Gudrun Sailer – Vatikanstadt

Zwei Monate war in Thailand das öffentliche Leben radikal heruntergefahren, mit Ausgangssperre und geschlossenen Geschäften. Seit Montag sind erste Lockerungen in Kraft. „Allerdings sind die Flughäfen weiterhin für den internationalen Flugverkehr geschlossen, die letzte Nachricht war, dass Flüge nach und von Bangkok erst wieder ab 30. Juni zugelassen sind“, berichtet der deutsche Priester Jörg Dunsbach. „Im Moment ist es nur möglich, das Land mit dem Flugzeug zu verlassen. Aber eine Einreise hier ist nach wie vor nicht möglich, zumindest unter touristischen Gesichtspunkten.“

Hier zum Hören:

Dunsbach hat zu Beginn des Lockdowns tatkräftig mitgeholfen, Gäste aus Deutschland gesund und sicher wieder nach Hause zu bringen. Seither ist er als Seelsorger für deutschsprachige Expats, also sesshaft gewordene Auswanderer, in Thailand gefragt wie nie. Gottesdienste sind vorerst noch verboten, aber Dunsbach ist kreativ geworden. Nicht nur Telefonseelsorge bietet er an.

__DEINE AUFGABE__:
Stimmen diese Aussagen mit dem Textauszug über Thailand überein? Antworte zu jeder mit Ja oder Nein und zitiere die ausschlaggebenden Worte des Textauszugs wörtlich.
(a) In Thailand gelten seit Montag erste Lockerungen.
(b) Touristen dürfen derzeit wieder nach Thailand einreisen.
(c) Dunsbach bietet ausschließlich Telefonseelsorge an.
Die nachstehenden Zeilen werden hier nicht gebraucht.

__ANGEZEIGTE DATEN__:
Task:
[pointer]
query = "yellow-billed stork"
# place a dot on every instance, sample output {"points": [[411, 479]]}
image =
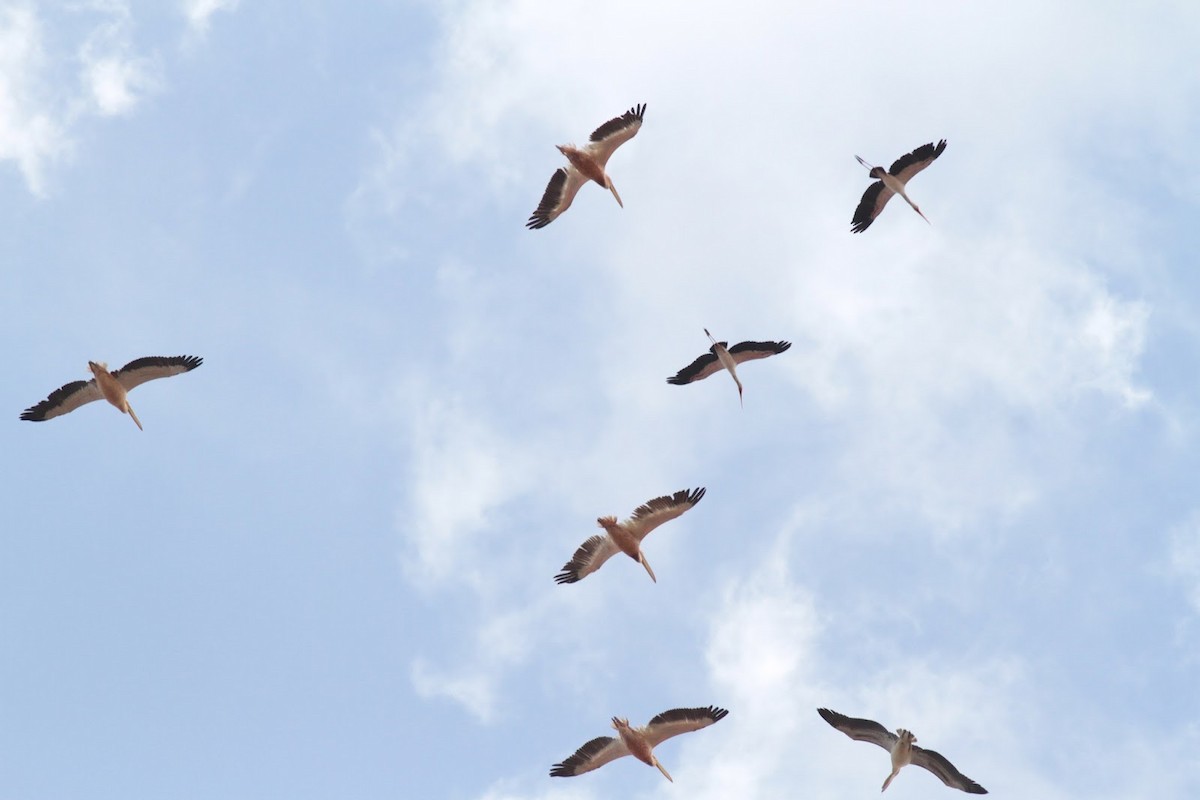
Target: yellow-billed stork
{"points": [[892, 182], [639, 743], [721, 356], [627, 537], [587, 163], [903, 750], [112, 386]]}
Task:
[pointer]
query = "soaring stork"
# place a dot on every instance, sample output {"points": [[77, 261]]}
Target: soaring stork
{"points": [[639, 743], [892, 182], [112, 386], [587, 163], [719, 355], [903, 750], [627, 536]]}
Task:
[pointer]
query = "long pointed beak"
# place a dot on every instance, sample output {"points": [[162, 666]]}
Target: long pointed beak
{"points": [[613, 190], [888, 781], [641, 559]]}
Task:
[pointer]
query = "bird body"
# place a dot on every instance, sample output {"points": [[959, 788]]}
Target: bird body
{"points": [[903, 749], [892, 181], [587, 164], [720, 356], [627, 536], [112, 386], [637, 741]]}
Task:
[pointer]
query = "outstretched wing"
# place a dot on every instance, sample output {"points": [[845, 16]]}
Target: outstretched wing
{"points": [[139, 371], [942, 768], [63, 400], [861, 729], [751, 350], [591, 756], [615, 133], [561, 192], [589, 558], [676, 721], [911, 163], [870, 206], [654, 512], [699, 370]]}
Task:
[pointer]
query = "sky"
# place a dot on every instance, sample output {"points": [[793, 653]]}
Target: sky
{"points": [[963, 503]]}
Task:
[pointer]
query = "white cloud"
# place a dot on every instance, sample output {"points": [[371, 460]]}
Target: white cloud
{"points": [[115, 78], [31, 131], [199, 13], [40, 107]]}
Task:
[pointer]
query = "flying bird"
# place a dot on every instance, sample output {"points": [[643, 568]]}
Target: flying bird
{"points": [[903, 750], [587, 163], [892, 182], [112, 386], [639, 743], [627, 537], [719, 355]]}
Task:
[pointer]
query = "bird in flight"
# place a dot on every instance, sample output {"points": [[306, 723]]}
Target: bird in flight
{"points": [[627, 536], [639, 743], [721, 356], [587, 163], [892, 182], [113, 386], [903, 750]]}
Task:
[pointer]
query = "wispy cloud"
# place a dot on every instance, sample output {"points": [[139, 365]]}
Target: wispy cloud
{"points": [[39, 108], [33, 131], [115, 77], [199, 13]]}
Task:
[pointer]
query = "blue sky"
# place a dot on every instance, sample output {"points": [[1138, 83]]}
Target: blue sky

__RICHTIGE ANTWORT__:
(a) Ja: „Seit Montag sind erste Lockerungen in Kraft.“
(b) Nein: „Aber eine Einreise hier ist nach wie vor nicht möglich, zumindest unter touristischen Gesichtspunkten.“
(c) Nein: „Nicht nur Telefonseelsorge bietet er an.“